== Supplied text ==
There were several votes on which I was truely conflicted, but ended up just doing it (these people for example). One vote, though, that I was not conflicted at all with regarding Salt Lake County Mayor, Peter Corroon. I've had the benefit, as a volunteer, to work with many of the people at the county for more than a couple years now. It's one thing to respect a man from what you read in the news; it's another to find unsolicited praise from his employees. This is a man I've come to respect, one I trust with my tax dollars and one that makes the label of politician sound honorable. I'm Scot and I agree with this message; vote Corroon.

Anyway, I resisted voting early last year because I like the ritual of election day. But I had a meeting at the county building and thought I better just do it. What if I get sick? I'm glad now I did it and hope others take advantage of it as well (for Salt Lake county residents).

Boy, won't I look stupid though if tomorrow Obama comes out with a proposed Gay Labor Camp Initiative to solve our economic woes?

Tuesday, October 21, 2008

S

Time rolls down the hill of order, they say... or they might?

No one has, for example, seen a shattered window reassemble assemble itself, and if we did we’d assume we were watching the world rewind, and for good reason. There are simply many more ways a system can be chaotic rather than ordered, and thus, with each time step, black holes decay, carcinogenic replication errors become more likely, and our i-pod ear buds become more tangled in our pockets.

Damnable entropy.

There is no truly irreversible action, in the universe or in our relationships. Everything leaves a mark. It takes energy to melt and reform a shattered window. It takes great effort to even approximate a fraction of justice after an injustice. For some crimes, the act is truly irreversible in any sense. Regardless, all work spreads more entropy. Thank goodness the earth has a tiny water wheel placed into the stream of solar energy radiating into the void, else we’d be... well, we’d not.

Anyway :-), these are the sorts of things my mind wanders to when considering the feeling that something irreversible has happened. I’ve been feeling like this business with the LDS church, Proposition 8, and my family has broken something, irreversibly. With their aims, ads, accusations, ominous predictions, and even literal demonization of my family, that pro prop-8 team of churches has put out a lot of energy, and, by it, many stones were thrown through my extended family and our relationships with LDS friends. By the laws of chance and nature, by the thermodynamics of interpersonal relationships, something valuable and intricate was bound to be broken, right?

I think it has.
===
(Written request A):
Print the passage from the blog post above, starting at "Anyway :-), these" and ending at "be broken, right?".
== Input ==
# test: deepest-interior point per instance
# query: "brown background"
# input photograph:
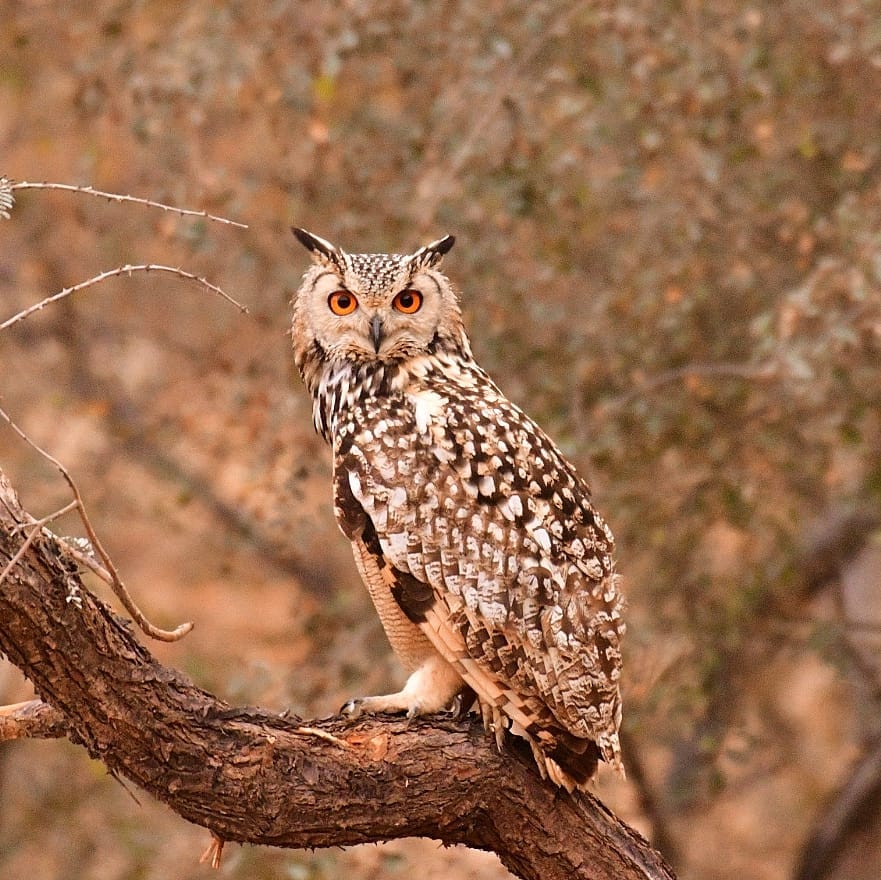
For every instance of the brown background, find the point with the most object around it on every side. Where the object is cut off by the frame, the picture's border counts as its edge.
(669, 247)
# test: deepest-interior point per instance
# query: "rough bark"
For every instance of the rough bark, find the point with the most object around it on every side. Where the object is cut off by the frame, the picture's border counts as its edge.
(253, 776)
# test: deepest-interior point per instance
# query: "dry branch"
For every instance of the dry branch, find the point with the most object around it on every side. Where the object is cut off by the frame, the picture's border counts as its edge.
(253, 776)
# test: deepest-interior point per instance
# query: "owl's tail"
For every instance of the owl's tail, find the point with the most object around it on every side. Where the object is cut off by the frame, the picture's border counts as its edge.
(570, 761)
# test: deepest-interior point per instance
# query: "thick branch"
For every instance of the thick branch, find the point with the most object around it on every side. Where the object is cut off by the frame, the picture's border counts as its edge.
(252, 776)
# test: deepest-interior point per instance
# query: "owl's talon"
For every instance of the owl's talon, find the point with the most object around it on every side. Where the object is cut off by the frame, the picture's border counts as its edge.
(353, 709)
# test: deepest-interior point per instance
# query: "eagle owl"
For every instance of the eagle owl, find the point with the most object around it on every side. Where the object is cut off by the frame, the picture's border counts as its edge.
(490, 569)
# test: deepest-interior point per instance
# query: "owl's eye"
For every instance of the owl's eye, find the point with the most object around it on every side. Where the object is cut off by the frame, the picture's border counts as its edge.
(408, 301)
(341, 302)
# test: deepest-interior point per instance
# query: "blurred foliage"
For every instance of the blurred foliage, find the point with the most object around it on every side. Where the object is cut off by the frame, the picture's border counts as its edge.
(668, 221)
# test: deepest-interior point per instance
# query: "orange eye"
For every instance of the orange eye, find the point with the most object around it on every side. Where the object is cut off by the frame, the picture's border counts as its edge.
(341, 302)
(408, 301)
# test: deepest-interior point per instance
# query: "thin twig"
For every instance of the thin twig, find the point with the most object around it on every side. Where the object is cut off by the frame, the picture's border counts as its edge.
(37, 525)
(111, 273)
(116, 197)
(116, 583)
(32, 719)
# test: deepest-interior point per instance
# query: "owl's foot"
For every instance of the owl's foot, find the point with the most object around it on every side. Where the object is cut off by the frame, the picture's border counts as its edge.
(429, 689)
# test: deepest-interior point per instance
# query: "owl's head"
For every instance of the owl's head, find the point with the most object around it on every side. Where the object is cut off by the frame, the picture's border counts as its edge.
(375, 307)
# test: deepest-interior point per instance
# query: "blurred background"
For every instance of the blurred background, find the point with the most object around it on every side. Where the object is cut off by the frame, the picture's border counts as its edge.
(668, 221)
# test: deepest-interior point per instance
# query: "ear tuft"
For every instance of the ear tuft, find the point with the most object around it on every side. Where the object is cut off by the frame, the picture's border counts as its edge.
(433, 253)
(322, 250)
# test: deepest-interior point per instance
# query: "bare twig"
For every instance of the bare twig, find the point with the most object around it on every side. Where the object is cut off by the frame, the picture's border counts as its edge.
(33, 719)
(111, 273)
(7, 199)
(116, 197)
(115, 581)
(37, 525)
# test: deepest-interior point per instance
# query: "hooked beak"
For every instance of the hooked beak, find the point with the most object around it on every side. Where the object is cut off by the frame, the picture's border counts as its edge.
(376, 332)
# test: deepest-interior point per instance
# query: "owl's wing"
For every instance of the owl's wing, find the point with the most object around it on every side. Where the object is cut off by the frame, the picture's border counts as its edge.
(477, 504)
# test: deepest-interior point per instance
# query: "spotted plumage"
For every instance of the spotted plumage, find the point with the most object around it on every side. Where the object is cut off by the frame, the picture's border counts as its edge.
(489, 566)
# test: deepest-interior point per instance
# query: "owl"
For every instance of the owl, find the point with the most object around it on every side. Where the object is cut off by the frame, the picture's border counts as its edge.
(477, 540)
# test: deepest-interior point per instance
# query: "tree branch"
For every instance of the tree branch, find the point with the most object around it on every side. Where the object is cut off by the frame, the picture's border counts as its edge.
(253, 776)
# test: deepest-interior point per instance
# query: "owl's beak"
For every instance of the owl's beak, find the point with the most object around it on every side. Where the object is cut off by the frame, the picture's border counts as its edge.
(376, 332)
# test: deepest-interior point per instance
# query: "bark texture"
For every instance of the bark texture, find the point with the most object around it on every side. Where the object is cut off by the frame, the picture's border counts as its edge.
(252, 776)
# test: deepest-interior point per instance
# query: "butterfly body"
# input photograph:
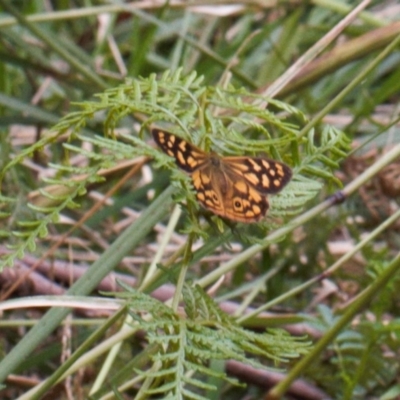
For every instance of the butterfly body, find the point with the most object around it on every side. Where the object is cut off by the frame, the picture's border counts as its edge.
(231, 187)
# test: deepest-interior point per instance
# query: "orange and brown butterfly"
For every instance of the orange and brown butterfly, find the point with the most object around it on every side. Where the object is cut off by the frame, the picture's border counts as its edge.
(231, 187)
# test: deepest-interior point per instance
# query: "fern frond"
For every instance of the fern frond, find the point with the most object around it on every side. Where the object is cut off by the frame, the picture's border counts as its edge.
(187, 343)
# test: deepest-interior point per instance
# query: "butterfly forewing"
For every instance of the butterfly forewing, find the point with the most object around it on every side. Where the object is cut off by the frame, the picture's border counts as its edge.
(187, 156)
(232, 187)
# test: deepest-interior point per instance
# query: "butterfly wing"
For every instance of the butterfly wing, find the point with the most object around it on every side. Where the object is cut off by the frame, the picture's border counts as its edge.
(187, 156)
(229, 195)
(264, 175)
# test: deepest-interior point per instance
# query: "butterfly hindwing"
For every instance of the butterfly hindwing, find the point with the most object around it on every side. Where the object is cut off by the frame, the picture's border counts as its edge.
(231, 187)
(267, 176)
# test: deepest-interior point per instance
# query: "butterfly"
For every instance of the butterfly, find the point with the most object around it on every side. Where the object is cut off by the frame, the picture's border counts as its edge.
(231, 187)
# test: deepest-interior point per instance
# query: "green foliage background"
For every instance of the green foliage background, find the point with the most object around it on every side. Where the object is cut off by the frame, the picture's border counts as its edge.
(84, 84)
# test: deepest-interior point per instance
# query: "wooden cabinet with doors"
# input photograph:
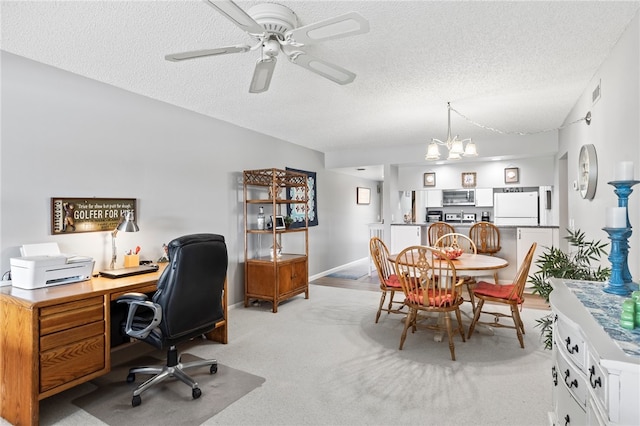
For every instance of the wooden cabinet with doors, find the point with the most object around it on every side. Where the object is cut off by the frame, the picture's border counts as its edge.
(276, 257)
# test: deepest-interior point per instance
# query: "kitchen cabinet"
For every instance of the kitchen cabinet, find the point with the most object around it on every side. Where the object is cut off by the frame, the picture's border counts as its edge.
(407, 235)
(434, 198)
(545, 237)
(596, 364)
(271, 274)
(484, 197)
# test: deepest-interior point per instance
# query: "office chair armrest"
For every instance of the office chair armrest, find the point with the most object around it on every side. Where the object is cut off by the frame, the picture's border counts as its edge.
(135, 301)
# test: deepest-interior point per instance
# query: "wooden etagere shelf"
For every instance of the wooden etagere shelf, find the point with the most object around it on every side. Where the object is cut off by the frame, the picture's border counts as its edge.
(271, 275)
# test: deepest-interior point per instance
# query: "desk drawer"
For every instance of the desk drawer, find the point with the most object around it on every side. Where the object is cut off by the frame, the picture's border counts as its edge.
(70, 315)
(70, 362)
(72, 341)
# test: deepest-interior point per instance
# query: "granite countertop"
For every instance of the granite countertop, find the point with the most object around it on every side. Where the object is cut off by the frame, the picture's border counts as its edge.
(606, 309)
(468, 225)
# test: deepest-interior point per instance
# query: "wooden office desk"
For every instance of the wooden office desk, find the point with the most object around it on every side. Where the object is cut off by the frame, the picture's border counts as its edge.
(52, 339)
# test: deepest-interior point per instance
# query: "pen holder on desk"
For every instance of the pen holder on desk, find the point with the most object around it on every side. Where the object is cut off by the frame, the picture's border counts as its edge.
(131, 260)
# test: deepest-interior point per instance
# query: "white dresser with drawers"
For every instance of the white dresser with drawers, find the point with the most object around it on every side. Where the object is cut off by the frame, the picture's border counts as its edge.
(596, 369)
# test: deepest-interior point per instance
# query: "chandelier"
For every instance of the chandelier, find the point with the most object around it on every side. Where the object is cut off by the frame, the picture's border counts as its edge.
(455, 146)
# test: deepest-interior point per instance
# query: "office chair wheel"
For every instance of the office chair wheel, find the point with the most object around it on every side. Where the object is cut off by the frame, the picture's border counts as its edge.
(136, 400)
(195, 393)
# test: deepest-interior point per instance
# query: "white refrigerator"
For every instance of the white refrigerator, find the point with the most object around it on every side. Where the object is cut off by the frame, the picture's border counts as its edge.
(515, 208)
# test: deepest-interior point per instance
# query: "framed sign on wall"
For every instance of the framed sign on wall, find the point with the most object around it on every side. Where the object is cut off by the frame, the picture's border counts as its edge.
(76, 215)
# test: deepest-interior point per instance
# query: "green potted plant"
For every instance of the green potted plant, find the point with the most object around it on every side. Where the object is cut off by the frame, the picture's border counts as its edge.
(575, 265)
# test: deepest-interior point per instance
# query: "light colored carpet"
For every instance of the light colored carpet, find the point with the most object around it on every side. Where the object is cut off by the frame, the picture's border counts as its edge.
(352, 273)
(326, 362)
(171, 401)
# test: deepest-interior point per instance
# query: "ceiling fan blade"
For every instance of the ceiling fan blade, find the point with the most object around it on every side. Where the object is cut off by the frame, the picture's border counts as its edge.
(321, 67)
(235, 14)
(346, 25)
(175, 57)
(262, 75)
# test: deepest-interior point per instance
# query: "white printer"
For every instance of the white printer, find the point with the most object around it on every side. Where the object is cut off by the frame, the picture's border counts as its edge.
(42, 265)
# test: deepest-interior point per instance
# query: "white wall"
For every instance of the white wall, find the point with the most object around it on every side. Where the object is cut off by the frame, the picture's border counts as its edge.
(615, 132)
(535, 171)
(68, 136)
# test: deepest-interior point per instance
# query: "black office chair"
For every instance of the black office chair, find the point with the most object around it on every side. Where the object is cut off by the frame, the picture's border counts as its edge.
(187, 304)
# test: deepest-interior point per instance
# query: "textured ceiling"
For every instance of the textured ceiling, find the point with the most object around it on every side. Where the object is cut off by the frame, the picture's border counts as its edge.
(517, 66)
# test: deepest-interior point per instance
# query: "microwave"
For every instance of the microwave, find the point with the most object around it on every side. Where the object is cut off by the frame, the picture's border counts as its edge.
(459, 197)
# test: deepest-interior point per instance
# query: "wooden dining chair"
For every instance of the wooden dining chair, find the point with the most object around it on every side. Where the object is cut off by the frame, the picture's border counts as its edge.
(465, 243)
(487, 238)
(510, 294)
(389, 283)
(437, 230)
(430, 285)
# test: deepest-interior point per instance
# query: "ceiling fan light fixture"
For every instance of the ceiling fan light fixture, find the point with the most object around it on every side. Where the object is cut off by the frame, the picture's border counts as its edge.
(274, 28)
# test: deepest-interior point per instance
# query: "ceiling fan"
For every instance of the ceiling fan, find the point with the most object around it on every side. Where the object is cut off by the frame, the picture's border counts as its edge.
(274, 28)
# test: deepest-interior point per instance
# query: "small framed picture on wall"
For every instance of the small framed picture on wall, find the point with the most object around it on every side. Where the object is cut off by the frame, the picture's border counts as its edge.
(511, 175)
(469, 180)
(363, 195)
(429, 179)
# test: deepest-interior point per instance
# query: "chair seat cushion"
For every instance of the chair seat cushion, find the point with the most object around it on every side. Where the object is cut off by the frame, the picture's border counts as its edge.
(484, 288)
(436, 299)
(393, 281)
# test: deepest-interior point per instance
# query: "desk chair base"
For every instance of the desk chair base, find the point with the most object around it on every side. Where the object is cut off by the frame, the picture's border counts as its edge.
(174, 368)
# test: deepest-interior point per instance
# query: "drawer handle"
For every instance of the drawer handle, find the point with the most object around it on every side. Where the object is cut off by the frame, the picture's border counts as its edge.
(572, 350)
(571, 384)
(597, 382)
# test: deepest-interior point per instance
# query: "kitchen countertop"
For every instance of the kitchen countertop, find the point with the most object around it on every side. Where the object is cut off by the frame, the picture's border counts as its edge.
(468, 225)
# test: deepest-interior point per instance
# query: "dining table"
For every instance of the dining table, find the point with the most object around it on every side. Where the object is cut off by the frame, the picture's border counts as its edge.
(474, 265)
(472, 262)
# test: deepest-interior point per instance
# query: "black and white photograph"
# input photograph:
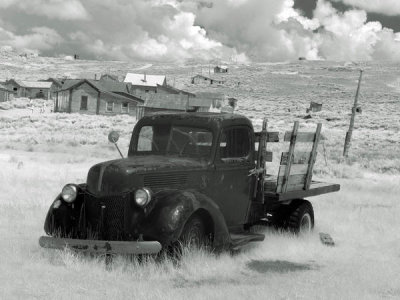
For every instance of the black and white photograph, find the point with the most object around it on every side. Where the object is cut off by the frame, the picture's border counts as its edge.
(199, 149)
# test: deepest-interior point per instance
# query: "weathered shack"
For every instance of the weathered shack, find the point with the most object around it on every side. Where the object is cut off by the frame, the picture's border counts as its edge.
(95, 97)
(109, 77)
(5, 93)
(30, 89)
(163, 102)
(201, 79)
(143, 84)
(57, 84)
(220, 69)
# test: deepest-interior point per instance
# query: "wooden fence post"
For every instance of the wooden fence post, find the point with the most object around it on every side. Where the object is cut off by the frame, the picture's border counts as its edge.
(349, 133)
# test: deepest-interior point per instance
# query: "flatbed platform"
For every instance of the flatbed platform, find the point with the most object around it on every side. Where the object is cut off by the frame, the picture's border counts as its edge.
(316, 188)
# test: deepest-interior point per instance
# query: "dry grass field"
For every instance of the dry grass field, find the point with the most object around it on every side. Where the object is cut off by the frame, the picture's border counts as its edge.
(39, 153)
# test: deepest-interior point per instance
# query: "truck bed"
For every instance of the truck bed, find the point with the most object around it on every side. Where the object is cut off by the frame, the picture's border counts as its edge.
(316, 188)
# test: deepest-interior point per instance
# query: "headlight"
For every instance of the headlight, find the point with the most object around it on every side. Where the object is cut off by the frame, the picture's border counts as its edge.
(69, 193)
(142, 197)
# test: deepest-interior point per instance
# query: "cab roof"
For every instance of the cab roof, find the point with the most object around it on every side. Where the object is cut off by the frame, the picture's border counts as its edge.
(197, 119)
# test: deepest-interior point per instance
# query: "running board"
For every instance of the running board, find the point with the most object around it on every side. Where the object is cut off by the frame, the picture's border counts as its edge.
(240, 239)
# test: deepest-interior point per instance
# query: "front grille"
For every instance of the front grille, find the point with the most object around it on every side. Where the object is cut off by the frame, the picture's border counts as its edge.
(105, 216)
(165, 180)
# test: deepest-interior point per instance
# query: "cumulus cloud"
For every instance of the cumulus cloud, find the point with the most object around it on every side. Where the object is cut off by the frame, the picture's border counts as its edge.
(53, 9)
(39, 38)
(180, 29)
(387, 7)
(273, 30)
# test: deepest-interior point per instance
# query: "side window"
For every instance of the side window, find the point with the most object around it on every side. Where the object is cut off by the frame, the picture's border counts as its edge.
(109, 106)
(125, 107)
(145, 139)
(235, 144)
(83, 102)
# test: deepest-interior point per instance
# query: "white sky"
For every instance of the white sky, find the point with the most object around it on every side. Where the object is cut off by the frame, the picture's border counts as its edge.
(269, 30)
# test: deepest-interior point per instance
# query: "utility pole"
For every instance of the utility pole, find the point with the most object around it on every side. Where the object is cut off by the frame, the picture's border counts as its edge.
(349, 133)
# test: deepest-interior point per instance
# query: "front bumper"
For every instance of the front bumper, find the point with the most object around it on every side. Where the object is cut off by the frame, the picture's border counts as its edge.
(101, 247)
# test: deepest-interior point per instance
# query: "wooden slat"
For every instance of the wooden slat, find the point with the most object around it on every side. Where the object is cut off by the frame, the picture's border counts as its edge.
(296, 169)
(313, 156)
(298, 157)
(268, 156)
(293, 138)
(293, 182)
(272, 137)
(302, 137)
(261, 161)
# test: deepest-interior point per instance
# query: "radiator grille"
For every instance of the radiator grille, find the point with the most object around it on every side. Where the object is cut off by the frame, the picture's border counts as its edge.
(112, 227)
(165, 180)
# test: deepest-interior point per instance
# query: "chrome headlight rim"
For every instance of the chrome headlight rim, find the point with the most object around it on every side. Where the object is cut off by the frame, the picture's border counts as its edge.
(69, 193)
(144, 199)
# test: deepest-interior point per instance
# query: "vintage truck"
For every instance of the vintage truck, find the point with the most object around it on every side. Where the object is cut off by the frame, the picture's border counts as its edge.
(191, 178)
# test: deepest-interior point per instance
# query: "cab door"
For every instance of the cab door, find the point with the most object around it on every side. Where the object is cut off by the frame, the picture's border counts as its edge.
(234, 159)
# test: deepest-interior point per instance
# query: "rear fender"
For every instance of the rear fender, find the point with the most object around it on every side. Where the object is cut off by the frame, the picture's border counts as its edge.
(172, 209)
===
(Written request B):
Identify every line of the records above that contains the word "countertop", and copy each one; case counts.

(Reply A):
Anyway :-), these are the sorts of things my mind wanders to when considering the feeling that something irreversible has happened. I’ve been feeling like this business with the LDS church, Proposition 8, and my family has broken something, irreversibly. With their aims, ads, accusations, ominous predictions, and even literal demonization of my family, that pro prop-8 team of churches has put out a lot of energy, and, by it, many stones were thrown through my extended family and our relationships with LDS friends. By the laws of chance and nature, by the thermodynamics of interpersonal relationships, something valuable and intricate was bound to be broken, right?

(Reply B):
# query: "granite countertop"
For every instance of the granite countertop, find the point with the most object around it on every side. Where the object is cut off by the frame, the picture's border counts as its edge.
# query: "kitchen countertop"
For every instance of the kitchen countertop, find the point with the most object around it on every side. Where the object is cut off by the frame, the picture's border counts as its edge.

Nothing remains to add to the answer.